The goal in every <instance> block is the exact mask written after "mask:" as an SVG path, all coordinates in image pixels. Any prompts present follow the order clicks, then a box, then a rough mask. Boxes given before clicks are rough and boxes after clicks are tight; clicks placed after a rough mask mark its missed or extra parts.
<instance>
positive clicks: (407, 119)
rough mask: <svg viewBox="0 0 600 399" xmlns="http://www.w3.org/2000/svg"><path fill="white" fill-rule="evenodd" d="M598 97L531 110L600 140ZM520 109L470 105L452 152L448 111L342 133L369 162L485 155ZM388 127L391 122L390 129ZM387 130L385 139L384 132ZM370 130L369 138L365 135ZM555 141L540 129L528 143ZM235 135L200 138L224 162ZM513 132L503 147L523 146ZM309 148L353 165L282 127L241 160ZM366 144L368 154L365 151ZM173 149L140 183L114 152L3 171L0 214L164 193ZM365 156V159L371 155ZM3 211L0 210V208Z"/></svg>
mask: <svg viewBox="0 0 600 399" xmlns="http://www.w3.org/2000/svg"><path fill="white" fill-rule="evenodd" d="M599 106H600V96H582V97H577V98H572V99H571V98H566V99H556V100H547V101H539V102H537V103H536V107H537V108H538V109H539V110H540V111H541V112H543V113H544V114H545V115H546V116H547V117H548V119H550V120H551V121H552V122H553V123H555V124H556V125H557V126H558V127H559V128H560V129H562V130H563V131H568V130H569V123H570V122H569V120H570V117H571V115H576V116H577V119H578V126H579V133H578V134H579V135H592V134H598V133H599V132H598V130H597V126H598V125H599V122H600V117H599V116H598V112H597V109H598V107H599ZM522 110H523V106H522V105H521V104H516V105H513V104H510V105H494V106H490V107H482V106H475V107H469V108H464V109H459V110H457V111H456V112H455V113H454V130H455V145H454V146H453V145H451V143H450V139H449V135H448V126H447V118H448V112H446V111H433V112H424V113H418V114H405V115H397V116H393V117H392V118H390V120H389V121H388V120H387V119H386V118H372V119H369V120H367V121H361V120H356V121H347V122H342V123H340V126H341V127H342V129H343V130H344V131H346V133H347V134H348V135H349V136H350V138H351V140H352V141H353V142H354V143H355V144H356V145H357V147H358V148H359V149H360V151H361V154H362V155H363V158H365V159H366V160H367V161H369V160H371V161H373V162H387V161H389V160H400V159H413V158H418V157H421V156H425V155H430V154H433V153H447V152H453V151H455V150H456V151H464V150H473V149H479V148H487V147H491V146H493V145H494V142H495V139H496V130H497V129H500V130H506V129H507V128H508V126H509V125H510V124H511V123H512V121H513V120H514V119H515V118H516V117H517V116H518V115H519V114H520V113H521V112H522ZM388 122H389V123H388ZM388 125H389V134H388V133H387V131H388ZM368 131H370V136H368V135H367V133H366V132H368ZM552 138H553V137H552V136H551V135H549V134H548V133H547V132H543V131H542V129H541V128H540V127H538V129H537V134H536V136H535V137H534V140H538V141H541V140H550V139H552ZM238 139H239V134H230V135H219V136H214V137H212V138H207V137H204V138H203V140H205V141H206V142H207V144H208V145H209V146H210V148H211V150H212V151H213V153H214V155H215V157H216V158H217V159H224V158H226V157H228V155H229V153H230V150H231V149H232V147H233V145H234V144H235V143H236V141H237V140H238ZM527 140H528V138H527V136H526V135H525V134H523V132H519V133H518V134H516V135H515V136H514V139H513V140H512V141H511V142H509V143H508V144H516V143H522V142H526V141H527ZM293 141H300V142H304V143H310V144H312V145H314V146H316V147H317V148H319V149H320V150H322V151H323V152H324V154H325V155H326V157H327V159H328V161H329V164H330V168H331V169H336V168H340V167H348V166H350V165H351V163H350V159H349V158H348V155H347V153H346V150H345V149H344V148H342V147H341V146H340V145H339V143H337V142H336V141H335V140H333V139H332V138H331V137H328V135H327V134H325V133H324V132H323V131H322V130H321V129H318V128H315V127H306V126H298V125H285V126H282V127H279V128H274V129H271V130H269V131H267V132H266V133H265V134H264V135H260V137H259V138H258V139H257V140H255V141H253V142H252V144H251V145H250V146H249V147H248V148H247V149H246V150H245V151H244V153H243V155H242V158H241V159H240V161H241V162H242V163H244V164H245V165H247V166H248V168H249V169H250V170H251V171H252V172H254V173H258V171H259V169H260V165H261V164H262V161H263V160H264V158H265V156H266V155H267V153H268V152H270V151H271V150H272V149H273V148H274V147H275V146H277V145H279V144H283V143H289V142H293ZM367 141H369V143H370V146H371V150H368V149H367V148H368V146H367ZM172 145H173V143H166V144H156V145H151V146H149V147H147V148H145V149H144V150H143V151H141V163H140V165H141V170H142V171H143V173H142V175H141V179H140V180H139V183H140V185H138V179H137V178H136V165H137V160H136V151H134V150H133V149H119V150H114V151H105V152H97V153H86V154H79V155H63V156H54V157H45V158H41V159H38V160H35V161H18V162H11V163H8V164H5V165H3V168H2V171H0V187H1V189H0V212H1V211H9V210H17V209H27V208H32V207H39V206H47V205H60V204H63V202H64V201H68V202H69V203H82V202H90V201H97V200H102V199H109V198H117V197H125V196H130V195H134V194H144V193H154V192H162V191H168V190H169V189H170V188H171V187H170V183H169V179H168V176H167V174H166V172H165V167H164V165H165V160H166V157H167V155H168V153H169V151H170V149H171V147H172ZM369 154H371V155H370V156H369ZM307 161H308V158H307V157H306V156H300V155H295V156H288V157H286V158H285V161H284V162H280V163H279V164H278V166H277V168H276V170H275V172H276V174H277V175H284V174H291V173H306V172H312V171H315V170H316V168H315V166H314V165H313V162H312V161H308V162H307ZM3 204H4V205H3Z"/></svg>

- **HOW TO COMPLETE THIS TASK**
Reproduce, line for line, the material, starting at its first line, and end once the line holding "positive clicks: (407, 119)" has been output.

- **COMPLETED TASK**
The goal in every <instance> block is the exact mask written after "mask:" as an SVG path, all coordinates in image pixels. Any prompts present follow the order clicks, then a box, then a rough mask. Boxes given before clicks are rough and boxes after clicks are tight; clicks placed after a rough mask mark its missed or extra parts.
<instance>
positive clicks: (407, 119)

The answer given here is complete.